GIVEN EXERCISE: Please copy out the lines of the material below, word for word, from its first line up to and including the line that contains "[[[354,626],[416,626],[417,599],[365,590]]]". Leave the pictures out of your answer.

[Labeling shapes in pictures]

+ + + + + + +

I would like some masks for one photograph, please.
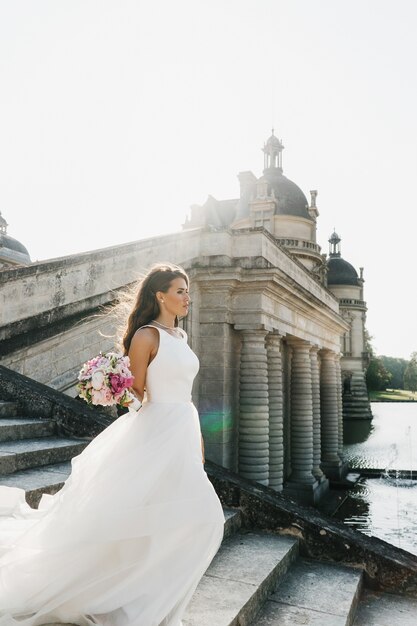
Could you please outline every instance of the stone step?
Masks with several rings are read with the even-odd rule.
[[[223,508],[224,535],[223,540],[237,533],[242,526],[242,511],[240,509]]]
[[[0,442],[0,475],[69,461],[73,456],[80,454],[87,443],[87,441],[61,437]]]
[[[354,626],[416,626],[417,599],[365,590]]]
[[[49,437],[55,434],[53,420],[4,417],[0,420],[0,442]]]
[[[360,570],[299,559],[253,626],[351,626],[361,588]]]
[[[184,626],[249,626],[298,556],[298,542],[269,533],[226,539],[201,579]]]
[[[15,415],[17,415],[16,402],[0,400],[0,419],[3,417],[14,417]]]
[[[52,463],[0,476],[0,485],[19,487],[26,491],[26,501],[37,508],[42,494],[53,495],[61,489],[71,473],[71,462]]]

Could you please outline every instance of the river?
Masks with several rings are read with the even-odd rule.
[[[371,406],[372,422],[345,424],[344,455],[350,467],[383,471],[361,479],[335,517],[417,554],[417,402]]]

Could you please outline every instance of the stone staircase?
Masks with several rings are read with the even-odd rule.
[[[85,439],[56,436],[53,420],[18,415],[0,401],[0,484],[37,506],[68,477]],[[417,599],[364,589],[362,569],[302,558],[299,540],[245,530],[225,509],[225,536],[200,581],[184,626],[415,626]]]
[[[88,440],[56,436],[53,420],[18,414],[13,402],[0,401],[0,484],[20,487],[36,507],[42,493],[54,494],[71,472],[72,457]]]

+ + + + + + +

EXPECTED ANSWER:
I would like some masks for one photograph, please.
Could you please outline every instance of the stone step?
Masks with several rings are read with the even-odd rule.
[[[223,508],[224,535],[223,540],[237,533],[242,526],[242,511],[240,509]]]
[[[0,442],[0,475],[69,461],[73,456],[80,454],[87,443],[87,441],[61,437]]]
[[[354,626],[416,626],[417,599],[365,590]]]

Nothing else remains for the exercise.